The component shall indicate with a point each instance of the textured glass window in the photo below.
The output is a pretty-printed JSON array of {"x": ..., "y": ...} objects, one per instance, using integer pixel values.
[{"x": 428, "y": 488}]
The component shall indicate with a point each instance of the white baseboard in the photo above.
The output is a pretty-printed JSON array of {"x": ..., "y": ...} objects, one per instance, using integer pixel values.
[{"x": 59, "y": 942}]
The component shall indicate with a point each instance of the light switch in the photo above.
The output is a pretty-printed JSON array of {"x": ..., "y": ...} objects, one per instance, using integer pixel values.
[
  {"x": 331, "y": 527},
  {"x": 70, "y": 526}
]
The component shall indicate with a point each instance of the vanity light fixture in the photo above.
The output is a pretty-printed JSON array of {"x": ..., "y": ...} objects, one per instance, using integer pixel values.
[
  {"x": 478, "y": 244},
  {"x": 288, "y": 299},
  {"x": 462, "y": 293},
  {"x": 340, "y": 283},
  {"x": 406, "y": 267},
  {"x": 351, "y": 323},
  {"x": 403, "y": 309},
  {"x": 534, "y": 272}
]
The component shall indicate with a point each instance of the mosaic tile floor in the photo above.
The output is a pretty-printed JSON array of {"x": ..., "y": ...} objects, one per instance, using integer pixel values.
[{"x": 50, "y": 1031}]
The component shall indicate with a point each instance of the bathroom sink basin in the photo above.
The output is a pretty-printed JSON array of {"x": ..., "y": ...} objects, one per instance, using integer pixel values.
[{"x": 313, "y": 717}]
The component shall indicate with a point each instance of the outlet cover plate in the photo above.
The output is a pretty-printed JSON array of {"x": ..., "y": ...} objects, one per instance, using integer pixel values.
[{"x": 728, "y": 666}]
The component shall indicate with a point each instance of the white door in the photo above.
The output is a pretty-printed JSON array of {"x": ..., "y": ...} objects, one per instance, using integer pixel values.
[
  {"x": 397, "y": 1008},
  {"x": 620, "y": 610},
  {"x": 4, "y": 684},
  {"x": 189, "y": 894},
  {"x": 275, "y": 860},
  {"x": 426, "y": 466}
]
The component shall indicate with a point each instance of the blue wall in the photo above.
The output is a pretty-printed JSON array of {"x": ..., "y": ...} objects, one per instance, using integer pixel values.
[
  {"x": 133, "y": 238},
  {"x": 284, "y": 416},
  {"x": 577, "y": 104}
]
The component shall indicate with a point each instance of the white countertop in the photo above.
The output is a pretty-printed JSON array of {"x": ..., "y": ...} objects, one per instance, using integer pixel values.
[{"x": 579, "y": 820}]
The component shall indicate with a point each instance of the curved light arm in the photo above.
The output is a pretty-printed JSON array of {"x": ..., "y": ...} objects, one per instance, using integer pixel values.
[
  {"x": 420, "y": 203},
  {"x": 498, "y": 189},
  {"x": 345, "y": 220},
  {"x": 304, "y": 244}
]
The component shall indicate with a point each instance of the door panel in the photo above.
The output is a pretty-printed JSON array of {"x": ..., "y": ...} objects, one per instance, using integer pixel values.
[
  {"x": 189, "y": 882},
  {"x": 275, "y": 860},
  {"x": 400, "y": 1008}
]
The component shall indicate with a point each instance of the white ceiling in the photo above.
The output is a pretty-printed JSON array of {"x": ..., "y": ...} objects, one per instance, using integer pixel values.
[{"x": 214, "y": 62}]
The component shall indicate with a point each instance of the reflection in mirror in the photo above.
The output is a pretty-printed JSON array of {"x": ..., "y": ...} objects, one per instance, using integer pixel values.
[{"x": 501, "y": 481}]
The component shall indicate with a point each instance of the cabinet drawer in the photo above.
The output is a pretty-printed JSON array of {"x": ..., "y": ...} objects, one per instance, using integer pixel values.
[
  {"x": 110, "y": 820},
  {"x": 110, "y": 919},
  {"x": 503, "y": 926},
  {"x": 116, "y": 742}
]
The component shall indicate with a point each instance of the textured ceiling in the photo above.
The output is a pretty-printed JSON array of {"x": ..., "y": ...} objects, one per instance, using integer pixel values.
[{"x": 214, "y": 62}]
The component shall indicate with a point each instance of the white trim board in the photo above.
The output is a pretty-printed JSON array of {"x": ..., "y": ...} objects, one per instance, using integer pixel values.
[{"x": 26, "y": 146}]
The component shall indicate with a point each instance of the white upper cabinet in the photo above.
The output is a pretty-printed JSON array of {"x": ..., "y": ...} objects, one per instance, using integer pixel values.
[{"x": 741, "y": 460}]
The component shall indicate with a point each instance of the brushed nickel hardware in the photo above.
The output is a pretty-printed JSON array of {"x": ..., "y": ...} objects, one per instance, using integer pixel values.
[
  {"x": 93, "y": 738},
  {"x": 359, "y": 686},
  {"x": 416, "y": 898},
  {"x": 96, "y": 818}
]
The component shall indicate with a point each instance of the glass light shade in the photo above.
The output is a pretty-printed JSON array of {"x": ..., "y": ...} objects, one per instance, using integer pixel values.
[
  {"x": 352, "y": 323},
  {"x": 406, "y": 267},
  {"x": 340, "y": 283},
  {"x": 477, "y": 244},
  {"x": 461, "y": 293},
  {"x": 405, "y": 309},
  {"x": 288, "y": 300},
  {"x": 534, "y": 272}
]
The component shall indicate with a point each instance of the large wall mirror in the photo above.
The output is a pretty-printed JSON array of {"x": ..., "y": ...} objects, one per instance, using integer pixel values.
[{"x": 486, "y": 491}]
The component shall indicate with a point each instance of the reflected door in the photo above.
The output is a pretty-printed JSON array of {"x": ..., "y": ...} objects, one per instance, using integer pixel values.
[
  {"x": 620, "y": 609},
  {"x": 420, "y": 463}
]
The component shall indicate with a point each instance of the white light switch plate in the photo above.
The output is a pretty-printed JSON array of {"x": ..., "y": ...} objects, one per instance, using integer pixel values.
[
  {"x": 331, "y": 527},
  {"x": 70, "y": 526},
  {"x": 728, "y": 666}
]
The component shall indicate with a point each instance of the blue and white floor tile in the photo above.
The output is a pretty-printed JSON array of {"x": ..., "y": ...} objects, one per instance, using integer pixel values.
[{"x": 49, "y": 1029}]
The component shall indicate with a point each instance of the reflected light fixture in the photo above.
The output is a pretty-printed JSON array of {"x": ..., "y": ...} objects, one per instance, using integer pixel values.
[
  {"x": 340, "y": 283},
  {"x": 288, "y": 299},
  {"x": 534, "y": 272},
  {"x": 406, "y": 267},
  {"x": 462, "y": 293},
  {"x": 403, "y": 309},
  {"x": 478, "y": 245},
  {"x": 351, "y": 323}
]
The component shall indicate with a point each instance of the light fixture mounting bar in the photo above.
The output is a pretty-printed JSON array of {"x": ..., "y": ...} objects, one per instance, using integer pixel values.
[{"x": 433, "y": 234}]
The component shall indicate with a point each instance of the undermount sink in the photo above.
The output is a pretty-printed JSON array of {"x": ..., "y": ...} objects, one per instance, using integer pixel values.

● ● ● ● ● ● ●

▸ Work required
Your task is to transcribe, with no changes, only the lines of the listing above that lie between the line holding "arm in the photo above." and the line holding "drawer in the photo above.", inclusive.

▸ The answer
The component shall indicate with a point each instance of the curved light arm in the photo above.
The output is a pretty-printed JSON array of {"x": ..., "y": ...} objects, one per instance, using integer pixel values.
[
  {"x": 420, "y": 203},
  {"x": 498, "y": 189},
  {"x": 345, "y": 220},
  {"x": 304, "y": 244}
]
The component shall indicate with a point each instance of the door panel in the photo above.
The output is a pretty-printed JSON array of {"x": ..., "y": ...} objects, one per instance, using integer pixel values.
[
  {"x": 189, "y": 882},
  {"x": 275, "y": 860},
  {"x": 400, "y": 1008}
]
The component shall indicate with a point each instance of the white ceiling in the photo above.
The output is a pretty-printed JSON array of {"x": ..., "y": ...} objects, one per instance, using integer pixel values.
[{"x": 214, "y": 62}]
The component shall indicate with a point each instance of the reflection in mirror in the photo above.
The output is a pretty-printed JSON array of {"x": ..., "y": ...} objects, one per instance, using integer pixel values.
[{"x": 501, "y": 481}]
The component shall indicate with a point each instance of the cabinet drawer in the photo above.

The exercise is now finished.